Aim of the task: Your answer is the lines below, exactly, from the one that contains "Where can the yellow" through the one that contains "column 221, row 294", both included.

++++ Data

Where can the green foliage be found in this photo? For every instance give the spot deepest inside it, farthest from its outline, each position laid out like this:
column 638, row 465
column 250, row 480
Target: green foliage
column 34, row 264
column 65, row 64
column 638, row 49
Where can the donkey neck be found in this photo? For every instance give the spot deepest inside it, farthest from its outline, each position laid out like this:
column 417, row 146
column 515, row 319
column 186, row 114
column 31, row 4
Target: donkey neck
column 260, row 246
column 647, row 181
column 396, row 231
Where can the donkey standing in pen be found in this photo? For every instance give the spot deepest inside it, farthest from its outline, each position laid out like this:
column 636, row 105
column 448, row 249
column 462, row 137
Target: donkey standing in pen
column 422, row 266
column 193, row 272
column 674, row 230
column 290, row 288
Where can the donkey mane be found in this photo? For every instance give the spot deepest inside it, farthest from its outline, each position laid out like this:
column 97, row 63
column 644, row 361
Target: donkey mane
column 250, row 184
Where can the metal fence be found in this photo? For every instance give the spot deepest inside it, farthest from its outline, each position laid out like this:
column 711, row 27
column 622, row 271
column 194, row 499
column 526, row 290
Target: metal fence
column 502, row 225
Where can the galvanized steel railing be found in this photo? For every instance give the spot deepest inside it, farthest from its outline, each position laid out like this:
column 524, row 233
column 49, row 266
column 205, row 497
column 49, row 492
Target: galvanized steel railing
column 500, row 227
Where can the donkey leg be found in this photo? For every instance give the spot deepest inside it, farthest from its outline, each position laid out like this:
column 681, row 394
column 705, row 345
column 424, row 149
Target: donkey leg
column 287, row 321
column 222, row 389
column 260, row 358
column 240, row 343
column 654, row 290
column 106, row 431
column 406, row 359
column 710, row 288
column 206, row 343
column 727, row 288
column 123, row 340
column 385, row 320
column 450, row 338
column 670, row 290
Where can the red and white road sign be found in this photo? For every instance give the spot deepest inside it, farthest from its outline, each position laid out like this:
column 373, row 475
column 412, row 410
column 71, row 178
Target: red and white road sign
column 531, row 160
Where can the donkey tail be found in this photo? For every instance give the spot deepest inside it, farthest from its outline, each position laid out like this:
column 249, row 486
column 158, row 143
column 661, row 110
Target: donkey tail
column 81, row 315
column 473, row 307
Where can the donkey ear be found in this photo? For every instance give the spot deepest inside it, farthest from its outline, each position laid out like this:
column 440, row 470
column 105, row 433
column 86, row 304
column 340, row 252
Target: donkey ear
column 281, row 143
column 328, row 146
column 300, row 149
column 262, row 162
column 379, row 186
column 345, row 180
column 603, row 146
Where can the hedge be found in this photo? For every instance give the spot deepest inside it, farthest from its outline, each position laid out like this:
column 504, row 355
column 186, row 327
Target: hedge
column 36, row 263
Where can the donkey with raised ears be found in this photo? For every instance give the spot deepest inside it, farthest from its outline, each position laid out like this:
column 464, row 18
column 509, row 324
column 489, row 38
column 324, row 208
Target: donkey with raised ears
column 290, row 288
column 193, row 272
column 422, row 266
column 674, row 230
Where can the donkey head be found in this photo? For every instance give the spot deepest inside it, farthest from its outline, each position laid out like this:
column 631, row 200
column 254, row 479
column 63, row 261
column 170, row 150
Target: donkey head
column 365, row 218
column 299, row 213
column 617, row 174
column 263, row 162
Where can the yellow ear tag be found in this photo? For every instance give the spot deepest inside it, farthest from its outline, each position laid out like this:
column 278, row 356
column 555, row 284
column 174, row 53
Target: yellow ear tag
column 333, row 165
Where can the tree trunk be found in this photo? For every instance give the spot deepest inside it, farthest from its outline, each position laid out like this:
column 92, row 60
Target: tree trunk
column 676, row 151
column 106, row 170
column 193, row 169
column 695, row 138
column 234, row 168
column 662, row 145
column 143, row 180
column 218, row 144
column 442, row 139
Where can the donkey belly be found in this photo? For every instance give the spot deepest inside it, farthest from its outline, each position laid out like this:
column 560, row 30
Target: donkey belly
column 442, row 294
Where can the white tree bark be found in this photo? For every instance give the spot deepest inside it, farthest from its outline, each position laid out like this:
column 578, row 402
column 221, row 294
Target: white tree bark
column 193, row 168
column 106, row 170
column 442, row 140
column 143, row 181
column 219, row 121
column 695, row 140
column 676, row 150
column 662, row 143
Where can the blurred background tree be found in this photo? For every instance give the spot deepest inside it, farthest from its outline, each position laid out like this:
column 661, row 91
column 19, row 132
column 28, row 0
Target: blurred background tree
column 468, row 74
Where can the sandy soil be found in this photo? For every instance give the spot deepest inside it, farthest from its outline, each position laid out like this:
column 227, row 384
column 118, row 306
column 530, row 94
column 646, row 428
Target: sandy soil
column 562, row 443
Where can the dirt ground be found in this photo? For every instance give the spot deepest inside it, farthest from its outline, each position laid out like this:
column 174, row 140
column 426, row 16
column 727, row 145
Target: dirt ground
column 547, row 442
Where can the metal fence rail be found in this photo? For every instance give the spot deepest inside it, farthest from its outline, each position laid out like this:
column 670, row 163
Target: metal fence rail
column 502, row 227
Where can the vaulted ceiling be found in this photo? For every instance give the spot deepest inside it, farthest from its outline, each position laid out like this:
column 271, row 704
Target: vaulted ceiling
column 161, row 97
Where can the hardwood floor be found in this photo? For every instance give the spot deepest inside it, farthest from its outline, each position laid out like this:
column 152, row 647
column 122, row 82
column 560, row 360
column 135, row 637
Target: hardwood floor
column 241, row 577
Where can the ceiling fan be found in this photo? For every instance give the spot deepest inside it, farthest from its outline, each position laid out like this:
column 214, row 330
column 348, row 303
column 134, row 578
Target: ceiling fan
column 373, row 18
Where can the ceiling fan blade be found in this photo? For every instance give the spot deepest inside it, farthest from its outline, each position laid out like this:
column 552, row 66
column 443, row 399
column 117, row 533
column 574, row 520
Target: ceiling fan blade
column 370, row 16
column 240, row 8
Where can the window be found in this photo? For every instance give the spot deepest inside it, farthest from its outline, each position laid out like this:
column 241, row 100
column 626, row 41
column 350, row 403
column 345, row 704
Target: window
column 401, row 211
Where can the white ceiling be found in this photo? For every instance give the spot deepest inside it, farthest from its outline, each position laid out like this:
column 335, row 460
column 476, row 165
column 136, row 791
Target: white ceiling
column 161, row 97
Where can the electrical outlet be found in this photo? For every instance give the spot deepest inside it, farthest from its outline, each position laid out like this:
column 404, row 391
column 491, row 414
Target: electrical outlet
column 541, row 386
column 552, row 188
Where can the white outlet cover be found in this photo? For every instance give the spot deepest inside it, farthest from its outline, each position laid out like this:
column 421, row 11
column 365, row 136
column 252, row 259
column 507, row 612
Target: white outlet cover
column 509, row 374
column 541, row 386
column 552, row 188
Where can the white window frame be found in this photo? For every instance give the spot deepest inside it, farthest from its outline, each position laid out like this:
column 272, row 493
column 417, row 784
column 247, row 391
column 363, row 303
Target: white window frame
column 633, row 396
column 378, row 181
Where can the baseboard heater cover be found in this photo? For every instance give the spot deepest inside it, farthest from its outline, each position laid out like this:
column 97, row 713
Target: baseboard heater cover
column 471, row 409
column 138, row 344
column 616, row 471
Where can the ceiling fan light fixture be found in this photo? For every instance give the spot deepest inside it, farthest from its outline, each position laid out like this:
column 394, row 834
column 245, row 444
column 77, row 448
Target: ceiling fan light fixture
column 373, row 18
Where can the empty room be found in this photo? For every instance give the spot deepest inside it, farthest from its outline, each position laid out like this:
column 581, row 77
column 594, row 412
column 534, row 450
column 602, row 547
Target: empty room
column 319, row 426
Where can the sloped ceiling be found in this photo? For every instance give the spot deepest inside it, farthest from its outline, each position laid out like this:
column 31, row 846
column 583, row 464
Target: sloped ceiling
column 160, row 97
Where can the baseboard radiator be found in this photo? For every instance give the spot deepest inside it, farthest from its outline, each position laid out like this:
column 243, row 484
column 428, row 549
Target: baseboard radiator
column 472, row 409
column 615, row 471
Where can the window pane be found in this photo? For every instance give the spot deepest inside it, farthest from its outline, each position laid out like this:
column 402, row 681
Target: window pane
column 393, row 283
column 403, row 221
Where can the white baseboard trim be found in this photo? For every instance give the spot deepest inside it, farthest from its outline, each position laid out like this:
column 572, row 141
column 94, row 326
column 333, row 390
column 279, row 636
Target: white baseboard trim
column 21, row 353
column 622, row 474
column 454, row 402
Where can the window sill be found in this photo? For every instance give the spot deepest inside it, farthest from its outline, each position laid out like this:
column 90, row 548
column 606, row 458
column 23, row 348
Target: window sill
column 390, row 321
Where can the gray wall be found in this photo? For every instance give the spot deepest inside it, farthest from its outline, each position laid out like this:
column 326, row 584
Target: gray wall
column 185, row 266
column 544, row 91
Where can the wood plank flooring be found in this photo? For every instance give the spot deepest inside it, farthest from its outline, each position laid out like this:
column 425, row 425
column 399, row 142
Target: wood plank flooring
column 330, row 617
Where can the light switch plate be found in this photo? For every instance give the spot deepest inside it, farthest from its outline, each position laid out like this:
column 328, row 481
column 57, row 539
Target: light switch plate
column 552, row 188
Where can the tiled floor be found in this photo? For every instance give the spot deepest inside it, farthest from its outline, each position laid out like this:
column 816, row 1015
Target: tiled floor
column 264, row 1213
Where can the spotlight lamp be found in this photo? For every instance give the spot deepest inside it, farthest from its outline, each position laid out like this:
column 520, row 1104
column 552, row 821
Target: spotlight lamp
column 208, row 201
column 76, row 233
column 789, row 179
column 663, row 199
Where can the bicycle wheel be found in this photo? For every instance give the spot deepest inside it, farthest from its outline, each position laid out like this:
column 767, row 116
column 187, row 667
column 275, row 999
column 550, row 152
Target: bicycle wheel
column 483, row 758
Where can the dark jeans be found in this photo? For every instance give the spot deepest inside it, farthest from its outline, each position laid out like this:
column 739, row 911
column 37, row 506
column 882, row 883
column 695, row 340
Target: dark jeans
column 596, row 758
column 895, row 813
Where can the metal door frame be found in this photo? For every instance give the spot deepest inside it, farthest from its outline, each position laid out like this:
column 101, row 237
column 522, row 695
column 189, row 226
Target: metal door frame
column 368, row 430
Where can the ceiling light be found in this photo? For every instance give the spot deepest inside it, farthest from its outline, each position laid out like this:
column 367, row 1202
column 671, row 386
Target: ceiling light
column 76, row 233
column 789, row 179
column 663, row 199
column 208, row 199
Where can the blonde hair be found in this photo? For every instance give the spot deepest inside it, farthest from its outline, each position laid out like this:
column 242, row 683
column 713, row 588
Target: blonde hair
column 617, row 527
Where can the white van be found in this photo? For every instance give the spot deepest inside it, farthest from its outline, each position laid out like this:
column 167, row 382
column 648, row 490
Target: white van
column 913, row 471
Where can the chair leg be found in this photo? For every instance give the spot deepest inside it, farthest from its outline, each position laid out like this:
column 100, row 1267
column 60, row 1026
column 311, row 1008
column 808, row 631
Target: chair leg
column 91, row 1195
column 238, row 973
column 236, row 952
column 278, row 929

++++++++

Exercise answer:
Where can the yellow ear tag be found in this photo? For every instance give the spot deepest inside it, farthest from its outline, each position laid out like this:
column 278, row 356
column 555, row 284
column 174, row 53
Target: yellow ear tag
column 333, row 165
Where can the tree trunk be found in this photo? For every instance give the spot deepest inside it, farthest from its outline, each position laid out like this:
column 92, row 60
Target: tree trunk
column 676, row 151
column 106, row 170
column 193, row 169
column 695, row 138
column 234, row 168
column 662, row 145
column 143, row 180
column 218, row 144
column 442, row 139
Where can the donkey belly be found in this photo? For every instance give the spot deepest inside it, farthest from its outline, each position laid out like this:
column 560, row 30
Target: donkey belly
column 442, row 294
Where can the white tree bark be found in this photo? For every instance give the spot deepest inside it, farthest from its outline, each position laid out like this:
column 578, row 402
column 221, row 294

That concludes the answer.